WORK TO BE COMPLETED: Rewrite the records below, swapping every "wildlife tally" for "field survey" and leaving everything else unchanged.

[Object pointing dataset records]
══════════════════════════════

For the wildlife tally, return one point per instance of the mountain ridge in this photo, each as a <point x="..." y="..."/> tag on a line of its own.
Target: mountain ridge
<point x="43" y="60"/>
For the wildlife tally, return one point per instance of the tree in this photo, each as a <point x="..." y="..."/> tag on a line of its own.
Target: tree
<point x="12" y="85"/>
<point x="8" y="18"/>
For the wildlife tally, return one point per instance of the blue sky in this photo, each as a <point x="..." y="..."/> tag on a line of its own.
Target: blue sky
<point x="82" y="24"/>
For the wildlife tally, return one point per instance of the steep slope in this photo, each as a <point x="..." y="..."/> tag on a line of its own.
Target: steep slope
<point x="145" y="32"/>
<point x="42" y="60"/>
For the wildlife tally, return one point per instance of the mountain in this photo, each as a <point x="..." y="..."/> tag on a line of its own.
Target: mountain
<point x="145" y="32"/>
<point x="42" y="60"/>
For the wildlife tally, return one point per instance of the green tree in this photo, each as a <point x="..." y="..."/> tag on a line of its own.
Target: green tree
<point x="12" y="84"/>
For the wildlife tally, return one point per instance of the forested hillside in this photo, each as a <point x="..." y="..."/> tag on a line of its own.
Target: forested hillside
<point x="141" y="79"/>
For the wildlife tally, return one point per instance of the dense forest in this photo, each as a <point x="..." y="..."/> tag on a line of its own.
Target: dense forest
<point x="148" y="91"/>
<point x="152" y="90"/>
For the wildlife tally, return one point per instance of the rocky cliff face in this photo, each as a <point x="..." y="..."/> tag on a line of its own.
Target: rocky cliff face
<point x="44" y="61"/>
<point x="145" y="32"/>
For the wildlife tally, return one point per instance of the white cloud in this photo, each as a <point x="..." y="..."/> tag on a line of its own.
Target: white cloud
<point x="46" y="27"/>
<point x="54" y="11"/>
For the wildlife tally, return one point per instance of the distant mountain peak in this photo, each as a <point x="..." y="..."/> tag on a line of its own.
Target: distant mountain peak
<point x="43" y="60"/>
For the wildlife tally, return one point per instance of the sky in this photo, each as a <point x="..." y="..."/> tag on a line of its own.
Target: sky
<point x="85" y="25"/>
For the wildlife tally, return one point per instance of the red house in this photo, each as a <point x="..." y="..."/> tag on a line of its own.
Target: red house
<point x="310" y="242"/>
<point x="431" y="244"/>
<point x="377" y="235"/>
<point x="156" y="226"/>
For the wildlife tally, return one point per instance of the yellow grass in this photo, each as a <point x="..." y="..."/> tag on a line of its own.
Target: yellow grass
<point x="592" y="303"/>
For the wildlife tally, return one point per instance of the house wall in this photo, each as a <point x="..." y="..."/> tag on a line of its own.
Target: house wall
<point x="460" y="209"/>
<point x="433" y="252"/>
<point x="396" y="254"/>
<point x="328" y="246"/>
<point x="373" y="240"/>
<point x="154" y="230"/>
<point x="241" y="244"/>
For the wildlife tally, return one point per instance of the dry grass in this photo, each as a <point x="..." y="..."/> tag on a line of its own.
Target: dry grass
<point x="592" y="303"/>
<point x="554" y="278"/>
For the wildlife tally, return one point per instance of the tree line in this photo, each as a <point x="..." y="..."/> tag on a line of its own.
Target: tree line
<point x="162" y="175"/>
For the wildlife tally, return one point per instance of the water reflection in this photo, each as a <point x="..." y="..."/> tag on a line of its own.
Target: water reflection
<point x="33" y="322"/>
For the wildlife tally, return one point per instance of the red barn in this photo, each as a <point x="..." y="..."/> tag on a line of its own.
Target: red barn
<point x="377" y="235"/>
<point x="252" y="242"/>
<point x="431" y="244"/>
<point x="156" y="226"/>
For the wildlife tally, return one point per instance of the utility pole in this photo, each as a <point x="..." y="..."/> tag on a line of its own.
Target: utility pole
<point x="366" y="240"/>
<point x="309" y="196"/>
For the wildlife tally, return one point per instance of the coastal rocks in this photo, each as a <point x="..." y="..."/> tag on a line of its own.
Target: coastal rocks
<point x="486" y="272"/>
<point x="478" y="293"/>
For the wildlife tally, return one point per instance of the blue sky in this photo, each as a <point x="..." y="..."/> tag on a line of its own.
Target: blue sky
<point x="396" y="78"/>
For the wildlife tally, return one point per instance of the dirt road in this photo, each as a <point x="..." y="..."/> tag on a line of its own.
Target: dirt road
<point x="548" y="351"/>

══════════════════════════════

WORKED ANSWER:
For the field survey, return one point per instance of the mountain ridge in this photo, each as a <point x="..." y="..."/> tag on a line of its own.
Target: mountain ridge
<point x="43" y="60"/>
For the field survey, return one point per instance of the tree in this photo, each as a <point x="..." y="..."/> tag on a line of its own.
Target: tree
<point x="12" y="85"/>
<point x="8" y="18"/>
For the field survey, return one point per instance of the blue sky in this photo, each as a <point x="..." y="..."/> tag on a line of its own.
Target: blue sky
<point x="82" y="24"/>
For the field survey, return one point per instance of the steep slope in this photo, each as a <point x="..." y="..."/> tag on a line of its own.
Target: steep slope
<point x="145" y="32"/>
<point x="42" y="60"/>
For the field survey, return one point per instance of the mountain in this photo, each as a <point x="..." y="..."/> tag on a line of its own.
Target: mountain
<point x="145" y="32"/>
<point x="42" y="60"/>
For the field survey, return one point per instance of the green tree in this photo, each as a <point x="..." y="..."/> tag on a line of its own.
Target: green tree
<point x="12" y="84"/>
For the field survey, return one point per instance of the forested hillside in this photo, each as a <point x="..." y="..."/> tag on a line of its own.
Target: forested hillside
<point x="141" y="79"/>
For the field survey, return one point per instance of the dense forest in this photo, each as a <point x="..." y="..."/> tag on a line of its own.
Target: dense forest
<point x="148" y="91"/>
<point x="152" y="90"/>
For the field survey, return one point per instance of the rocky cliff face in this photo, each as a <point x="..." y="..."/> tag on a line of its own.
Target: rocky cliff face
<point x="44" y="61"/>
<point x="145" y="32"/>
For the field survey, return one point per instance of the white cloud in this photo, each as a <point x="..." y="..."/> tag on a line of its own.
Target: white cloud
<point x="46" y="27"/>
<point x="54" y="11"/>
For the field survey, return one point per instance of the distant mountain peak in this photo, each as a <point x="..." y="..."/> tag on a line of its own.
Target: distant mountain peak
<point x="43" y="60"/>
For the field survey, return one point per instance of the sky in this photo, each as a <point x="..." y="..."/> tag on a line of its own.
Target: sky
<point x="85" y="25"/>
For the field survey, return one point per instance of the red house in this photo, each as a <point x="..." y="..."/> tag on a line of its own.
Target: red house
<point x="310" y="242"/>
<point x="431" y="244"/>
<point x="377" y="235"/>
<point x="156" y="226"/>
For the field survey, return one point per instance of the yellow grass in this photo, each as a <point x="..." y="..."/> tag on a line of its own.
Target: yellow grass
<point x="592" y="303"/>
For the field survey, return one point per instance of the house wall in this photo, each as a <point x="..." y="..."/> tag on a line of its own.
Target: house wall
<point x="460" y="209"/>
<point x="433" y="252"/>
<point x="396" y="254"/>
<point x="328" y="246"/>
<point x="373" y="240"/>
<point x="154" y="230"/>
<point x="241" y="244"/>
For the field survey, return one point per instance of the dry grass in this photo, each as a <point x="..." y="..."/> tag on a line of its own.
Target: dry grass
<point x="592" y="303"/>
<point x="554" y="278"/>
For the field survey, return one point per instance of the tree line in this photo, each as a <point x="..." y="..."/> tag on a line of its own.
Target: tree line
<point x="162" y="175"/>
For the field survey, return one point per instance of the water reflection in this photo, each as a <point x="..." y="..."/> tag on a line of its own.
Target: water reflection
<point x="33" y="322"/>
For the field survey, return one point per instance of the red barn in this photo, each as a <point x="..." y="..."/> tag on a line of its own.
Target: red barn
<point x="377" y="235"/>
<point x="252" y="242"/>
<point x="431" y="244"/>
<point x="156" y="226"/>
For the field survey, return one point per instance of the utility pole in this photo, each as a <point x="..." y="..."/> tag on a line of its own.
Target: utility pole
<point x="366" y="240"/>
<point x="309" y="196"/>
For the field survey, return one point per instance of the coastal rocks in this photo, each as a <point x="..." y="..."/> tag on a line of its own.
Target: coastal rocks
<point x="486" y="272"/>
<point x="478" y="293"/>
For the field survey, return one point per instance of the blue sky in this photo, each as a <point x="..." y="..."/> tag on a line of its own.
Target: blue sky
<point x="396" y="78"/>
For the field survey, return one point per instance of the dirt road in this photo, each as a <point x="..." y="..."/> tag on a line of its own.
Target: dirt road
<point x="548" y="351"/>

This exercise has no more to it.